■ **Exercise requirements**
**A.** From the article on Senator Durbin's health insurance claim, return the part that opens with the words containing "b) The Affordable" and closes with "a previous plan.", copied exactly.
**B.** Summarize the article on Senator Durbin's health insurance claim in two sentences.

■ **Provided text**
================
WAPO: Sen Durbin Lied About Number Of People Insured Under Obamacare

"Durbin has little excuse for going on national television and claiming that every one of these people had been previously uninsured"

Senator Dick Durbin (D-Il) was a guest on CBS's Face The Nation Sunday and tried to put the best face on what has been a problematic Obamacare launch.  At one point, he bragged about the number of people who gained healthcare for the first time because of the President's signature legislation.

Bob, let’s look at the bottom line. The bottom line is this: 10 million Americans have health insurance today who would not have had it without the Affordable Care Act. Ten million.”

According to Glenn Kessler, the Washington Post's fact checker, that ten million number is false. He gave it Four Pinocchios, a rating he reserves for the biggest falsehoods.

Durbin appears to be combining two figures released by the administration: more 3 million signing up for insurance through the federal HealthCare.gov and state exchanges and 6.3 million deemed eligible for Medicaid. Both figures are generally October through December, and so obviously have increased since then.

But there are two big problems with both numbers:

a) The troubled federal exchange counts people as enrolled if an individual has selected a plan, but it does not know if a person enrolled and paid a premium because that part of the system has yet to be built.

b) The Affordable Care Act expanded Medicaid eligibility, but no one really knows how many of the 6.3 million are in this expansion pool — or whether they are simply renewing or would have qualified for Medicaid before the new law. Indeed, the number also includes people joining Medicaid in states that chose not accept the expansion.

According to Kessler, the Senator's errors don't end there. Durbin is making the assumption that everyone who signed up for Obamacare or the new Medicaid were getting health insurance for the first time.  Kessler calls that ridiculous and points to three studies demonstrating that the overwhelming majority of people who have singed up were shifting from a previous plan.

He concludes by saying that, given the fuzzy nature of the numbers and the wide publicity devoted to the recent surveys, Durbin has little excuse for going on national television and claiming that every one of these people had been previously uninsured.
================
■ **Data**

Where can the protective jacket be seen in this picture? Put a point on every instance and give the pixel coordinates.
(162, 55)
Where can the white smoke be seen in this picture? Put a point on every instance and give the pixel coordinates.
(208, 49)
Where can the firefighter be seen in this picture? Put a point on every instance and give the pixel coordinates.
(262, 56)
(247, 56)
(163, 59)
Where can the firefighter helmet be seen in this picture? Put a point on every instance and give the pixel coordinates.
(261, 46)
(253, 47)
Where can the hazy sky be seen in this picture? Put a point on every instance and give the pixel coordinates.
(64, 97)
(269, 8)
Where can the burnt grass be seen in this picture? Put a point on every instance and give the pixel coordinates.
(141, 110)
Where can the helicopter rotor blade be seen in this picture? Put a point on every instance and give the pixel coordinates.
================
■ **Results**
**A.**
b) The Affordable Care Act expanded Medicaid eligibility, but no one really knows how many of the 6.3 million are in this expansion pool — or whether they are simply renewing or would have qualified for Medicaid before the new law. Indeed, the number also includes people joining Medicaid in states that chose not accept the expansion.

According to Kessler, the Senator's errors don't end there. Durbin is making the assumption that everyone who signed up for Obamacare or the new Medicaid were getting health insurance for the first time.  Kessler calls that ridiculous and points to three studies demonstrating that the overwhelming majority of people who have singed up were shifting from a previous plan.

**B.** On CBS's Face The Nation, Senator Dick Durbin claimed that 10 million Americans have health insurance who would not have had it without the Affordable Care Act. Washington Post fact checker Glenn Kessler rated that claim Four Pinocchios, saying it combines exchange sign-ups and Medicaid eligibility figures that are both uncertain and wrongly assumes everyone was previously uninsured, when studies show most were shifting from a previous plan.